> **What to work on**:
Repeat the lines of the listing below exactly, starting at the line that contains "Study the photo above. For every instance of the flip" and running through the last line, both included, and only those.

> **Supplied entries**:
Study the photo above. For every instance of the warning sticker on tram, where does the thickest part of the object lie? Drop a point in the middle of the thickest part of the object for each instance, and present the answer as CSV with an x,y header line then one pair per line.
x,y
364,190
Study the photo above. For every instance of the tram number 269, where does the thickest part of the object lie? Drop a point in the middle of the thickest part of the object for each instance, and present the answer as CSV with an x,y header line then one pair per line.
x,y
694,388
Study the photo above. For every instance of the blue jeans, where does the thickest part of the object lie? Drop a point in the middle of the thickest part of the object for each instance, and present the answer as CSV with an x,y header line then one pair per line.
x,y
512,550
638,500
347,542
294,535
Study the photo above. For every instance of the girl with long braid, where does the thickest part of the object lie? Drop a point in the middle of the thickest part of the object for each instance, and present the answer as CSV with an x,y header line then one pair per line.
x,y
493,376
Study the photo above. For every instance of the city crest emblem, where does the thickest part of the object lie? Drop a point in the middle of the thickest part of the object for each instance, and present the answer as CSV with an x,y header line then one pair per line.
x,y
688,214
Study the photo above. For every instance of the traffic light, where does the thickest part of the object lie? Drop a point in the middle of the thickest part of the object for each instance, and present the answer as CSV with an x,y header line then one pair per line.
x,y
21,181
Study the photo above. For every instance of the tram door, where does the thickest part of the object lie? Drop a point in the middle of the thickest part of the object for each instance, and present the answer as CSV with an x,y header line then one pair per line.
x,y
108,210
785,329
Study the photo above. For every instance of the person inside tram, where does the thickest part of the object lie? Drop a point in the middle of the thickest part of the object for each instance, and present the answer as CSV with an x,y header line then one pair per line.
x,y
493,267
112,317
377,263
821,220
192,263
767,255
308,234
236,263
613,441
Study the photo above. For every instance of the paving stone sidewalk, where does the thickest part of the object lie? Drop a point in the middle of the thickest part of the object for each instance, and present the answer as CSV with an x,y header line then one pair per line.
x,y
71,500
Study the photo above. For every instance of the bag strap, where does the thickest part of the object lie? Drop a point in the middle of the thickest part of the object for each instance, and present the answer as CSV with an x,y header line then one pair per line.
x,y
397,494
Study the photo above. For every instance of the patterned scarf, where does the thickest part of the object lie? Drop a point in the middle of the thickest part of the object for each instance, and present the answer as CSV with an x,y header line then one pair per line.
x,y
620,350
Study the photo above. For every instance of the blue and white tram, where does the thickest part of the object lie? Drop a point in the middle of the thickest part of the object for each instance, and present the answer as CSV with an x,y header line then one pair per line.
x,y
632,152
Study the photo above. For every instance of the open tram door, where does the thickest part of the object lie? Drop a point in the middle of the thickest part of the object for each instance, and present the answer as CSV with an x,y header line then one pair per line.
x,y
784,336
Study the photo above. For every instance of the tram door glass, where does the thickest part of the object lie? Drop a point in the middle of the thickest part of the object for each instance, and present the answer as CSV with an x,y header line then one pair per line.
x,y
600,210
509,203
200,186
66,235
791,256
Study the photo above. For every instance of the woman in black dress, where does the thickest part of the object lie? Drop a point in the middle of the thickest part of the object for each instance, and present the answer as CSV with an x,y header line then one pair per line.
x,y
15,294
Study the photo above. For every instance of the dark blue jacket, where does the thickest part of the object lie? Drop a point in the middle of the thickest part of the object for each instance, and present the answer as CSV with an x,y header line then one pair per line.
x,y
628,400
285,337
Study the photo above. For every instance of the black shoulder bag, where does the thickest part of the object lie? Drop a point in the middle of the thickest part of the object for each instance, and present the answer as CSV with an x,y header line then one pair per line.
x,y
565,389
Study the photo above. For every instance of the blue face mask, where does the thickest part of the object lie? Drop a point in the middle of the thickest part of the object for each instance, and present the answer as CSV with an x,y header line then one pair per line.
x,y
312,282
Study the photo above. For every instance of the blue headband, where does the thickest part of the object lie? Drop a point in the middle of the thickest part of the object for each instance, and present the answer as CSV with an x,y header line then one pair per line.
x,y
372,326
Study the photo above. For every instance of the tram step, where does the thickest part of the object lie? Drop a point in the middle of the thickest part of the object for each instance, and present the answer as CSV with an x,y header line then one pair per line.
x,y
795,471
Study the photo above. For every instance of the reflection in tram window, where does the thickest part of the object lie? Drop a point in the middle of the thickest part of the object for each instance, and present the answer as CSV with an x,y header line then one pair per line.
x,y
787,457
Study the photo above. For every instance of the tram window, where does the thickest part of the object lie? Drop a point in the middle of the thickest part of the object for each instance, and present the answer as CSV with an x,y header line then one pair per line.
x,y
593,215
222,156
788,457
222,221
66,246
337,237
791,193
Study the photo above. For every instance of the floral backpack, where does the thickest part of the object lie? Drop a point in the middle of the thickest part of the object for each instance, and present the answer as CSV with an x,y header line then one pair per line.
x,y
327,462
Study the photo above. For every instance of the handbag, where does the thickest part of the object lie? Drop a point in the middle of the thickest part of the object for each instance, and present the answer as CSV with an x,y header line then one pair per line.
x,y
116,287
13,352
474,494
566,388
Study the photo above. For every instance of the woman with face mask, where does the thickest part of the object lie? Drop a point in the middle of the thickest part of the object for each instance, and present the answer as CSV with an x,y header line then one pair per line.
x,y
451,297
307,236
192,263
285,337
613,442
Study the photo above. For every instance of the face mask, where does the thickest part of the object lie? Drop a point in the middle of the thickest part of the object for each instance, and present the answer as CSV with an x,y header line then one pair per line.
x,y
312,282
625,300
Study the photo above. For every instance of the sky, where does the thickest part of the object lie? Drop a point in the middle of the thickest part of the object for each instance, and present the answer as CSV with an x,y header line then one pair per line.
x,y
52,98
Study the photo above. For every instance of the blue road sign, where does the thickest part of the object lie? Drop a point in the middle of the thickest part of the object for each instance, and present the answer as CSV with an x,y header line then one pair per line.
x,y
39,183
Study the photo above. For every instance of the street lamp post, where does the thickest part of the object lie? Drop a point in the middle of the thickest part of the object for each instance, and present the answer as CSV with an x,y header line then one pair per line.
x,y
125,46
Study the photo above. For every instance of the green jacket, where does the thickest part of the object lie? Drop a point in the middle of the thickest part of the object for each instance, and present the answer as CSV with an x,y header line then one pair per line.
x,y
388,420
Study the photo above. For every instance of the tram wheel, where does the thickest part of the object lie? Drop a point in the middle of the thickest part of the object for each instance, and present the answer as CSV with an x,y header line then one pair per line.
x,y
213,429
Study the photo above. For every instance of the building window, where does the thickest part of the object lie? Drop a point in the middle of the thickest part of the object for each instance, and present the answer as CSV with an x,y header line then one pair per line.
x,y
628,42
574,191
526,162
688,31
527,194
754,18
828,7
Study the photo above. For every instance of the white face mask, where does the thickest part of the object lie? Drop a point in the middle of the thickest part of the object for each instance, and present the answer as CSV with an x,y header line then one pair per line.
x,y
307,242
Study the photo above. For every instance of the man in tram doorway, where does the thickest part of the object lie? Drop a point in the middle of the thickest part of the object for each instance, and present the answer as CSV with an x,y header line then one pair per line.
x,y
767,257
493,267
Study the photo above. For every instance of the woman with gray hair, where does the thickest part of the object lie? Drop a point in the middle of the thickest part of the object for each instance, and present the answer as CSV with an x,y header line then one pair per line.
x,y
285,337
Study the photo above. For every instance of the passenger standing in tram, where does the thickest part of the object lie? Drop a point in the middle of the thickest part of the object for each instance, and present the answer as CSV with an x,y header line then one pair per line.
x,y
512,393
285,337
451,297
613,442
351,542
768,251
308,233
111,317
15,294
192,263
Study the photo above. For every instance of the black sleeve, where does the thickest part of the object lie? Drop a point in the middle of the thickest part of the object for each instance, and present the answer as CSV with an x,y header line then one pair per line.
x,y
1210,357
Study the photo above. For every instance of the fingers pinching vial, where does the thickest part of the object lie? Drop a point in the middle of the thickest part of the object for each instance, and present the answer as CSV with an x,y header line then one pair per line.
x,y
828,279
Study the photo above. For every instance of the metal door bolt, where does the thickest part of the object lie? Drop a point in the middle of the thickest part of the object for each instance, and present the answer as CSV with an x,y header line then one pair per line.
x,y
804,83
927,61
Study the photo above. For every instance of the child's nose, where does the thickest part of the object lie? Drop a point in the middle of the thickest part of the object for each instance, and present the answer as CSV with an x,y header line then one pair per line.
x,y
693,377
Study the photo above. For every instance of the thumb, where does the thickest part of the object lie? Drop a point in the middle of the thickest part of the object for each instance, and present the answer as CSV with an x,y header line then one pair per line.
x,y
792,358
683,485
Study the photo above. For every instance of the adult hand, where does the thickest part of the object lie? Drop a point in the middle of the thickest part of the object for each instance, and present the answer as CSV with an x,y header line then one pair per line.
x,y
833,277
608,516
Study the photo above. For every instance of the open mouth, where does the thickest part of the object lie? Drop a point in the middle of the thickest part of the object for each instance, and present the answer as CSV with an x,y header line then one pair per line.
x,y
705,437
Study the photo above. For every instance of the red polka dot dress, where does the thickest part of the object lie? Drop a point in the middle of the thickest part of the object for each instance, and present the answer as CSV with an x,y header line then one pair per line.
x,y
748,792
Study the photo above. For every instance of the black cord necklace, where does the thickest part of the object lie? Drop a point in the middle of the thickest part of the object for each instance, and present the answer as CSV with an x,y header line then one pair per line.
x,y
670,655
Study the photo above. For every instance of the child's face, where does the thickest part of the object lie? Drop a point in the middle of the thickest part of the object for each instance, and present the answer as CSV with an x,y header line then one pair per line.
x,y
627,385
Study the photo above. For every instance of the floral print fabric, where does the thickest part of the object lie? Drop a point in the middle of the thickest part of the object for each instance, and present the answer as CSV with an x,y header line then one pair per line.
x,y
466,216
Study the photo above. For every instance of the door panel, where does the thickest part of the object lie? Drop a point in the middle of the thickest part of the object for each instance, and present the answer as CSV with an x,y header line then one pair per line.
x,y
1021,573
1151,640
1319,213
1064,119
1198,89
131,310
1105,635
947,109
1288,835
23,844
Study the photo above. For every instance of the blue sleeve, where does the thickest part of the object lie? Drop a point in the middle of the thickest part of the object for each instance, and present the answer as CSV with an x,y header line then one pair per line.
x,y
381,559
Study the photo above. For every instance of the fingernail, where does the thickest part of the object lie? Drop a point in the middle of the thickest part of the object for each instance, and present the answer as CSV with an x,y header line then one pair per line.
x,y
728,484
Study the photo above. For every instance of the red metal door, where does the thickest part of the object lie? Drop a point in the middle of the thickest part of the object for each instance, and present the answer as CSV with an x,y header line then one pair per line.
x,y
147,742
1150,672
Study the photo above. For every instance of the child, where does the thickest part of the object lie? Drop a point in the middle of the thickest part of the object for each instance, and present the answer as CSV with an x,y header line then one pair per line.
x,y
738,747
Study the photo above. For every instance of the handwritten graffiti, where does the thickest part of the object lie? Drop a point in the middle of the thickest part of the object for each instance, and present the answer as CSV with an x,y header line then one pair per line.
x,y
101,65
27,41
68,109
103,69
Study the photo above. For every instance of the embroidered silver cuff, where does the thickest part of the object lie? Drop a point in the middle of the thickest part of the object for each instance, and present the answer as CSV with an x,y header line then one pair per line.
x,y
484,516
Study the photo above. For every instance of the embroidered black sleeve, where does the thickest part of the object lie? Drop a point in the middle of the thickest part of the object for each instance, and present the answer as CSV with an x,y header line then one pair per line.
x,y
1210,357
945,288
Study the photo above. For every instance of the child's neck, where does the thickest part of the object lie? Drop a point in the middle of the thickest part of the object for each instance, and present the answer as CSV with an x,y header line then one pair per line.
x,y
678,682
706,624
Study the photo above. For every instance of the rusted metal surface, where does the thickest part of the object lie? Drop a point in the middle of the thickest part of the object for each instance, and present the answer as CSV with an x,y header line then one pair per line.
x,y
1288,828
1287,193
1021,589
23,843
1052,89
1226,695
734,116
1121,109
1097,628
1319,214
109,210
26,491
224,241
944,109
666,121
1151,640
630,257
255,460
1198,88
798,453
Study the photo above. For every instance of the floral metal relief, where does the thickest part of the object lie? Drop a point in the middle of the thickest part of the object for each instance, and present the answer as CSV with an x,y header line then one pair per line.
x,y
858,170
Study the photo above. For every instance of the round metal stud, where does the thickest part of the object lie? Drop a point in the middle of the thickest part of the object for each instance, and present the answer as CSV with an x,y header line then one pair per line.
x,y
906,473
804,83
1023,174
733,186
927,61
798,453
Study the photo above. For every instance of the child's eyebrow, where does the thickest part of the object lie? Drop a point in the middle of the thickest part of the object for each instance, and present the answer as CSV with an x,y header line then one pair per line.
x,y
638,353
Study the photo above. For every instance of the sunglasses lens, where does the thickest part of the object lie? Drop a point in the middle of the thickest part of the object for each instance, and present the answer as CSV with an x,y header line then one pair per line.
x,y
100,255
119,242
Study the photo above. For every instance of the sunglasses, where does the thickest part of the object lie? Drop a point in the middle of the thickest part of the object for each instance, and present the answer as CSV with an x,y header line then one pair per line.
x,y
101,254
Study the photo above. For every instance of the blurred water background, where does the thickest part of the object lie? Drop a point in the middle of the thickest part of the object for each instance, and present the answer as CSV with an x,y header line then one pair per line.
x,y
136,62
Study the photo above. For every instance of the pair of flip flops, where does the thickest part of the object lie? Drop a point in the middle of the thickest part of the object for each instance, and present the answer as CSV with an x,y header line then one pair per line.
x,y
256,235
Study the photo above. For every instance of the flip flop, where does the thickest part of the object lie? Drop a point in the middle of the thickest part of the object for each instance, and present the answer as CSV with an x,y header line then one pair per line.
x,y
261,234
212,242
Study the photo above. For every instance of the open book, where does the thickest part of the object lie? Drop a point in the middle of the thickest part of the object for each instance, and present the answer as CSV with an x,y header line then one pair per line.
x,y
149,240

> **Correct output**:
Study the photo above. For every instance of the flip flop, where does the thickest part of the object lie? Drop a point in the middle of the thickest part of the object for each instance, and present the answer as CSV with an x,y header line then one pair per line.
x,y
261,234
212,242
Study the photo above. For every instance of the open book, where does the thickest part of the object lie? Drop a point in the middle of the thickest part of the object for each instance, and present the answer as CSV with an x,y header line then one pair per line.
x,y
149,240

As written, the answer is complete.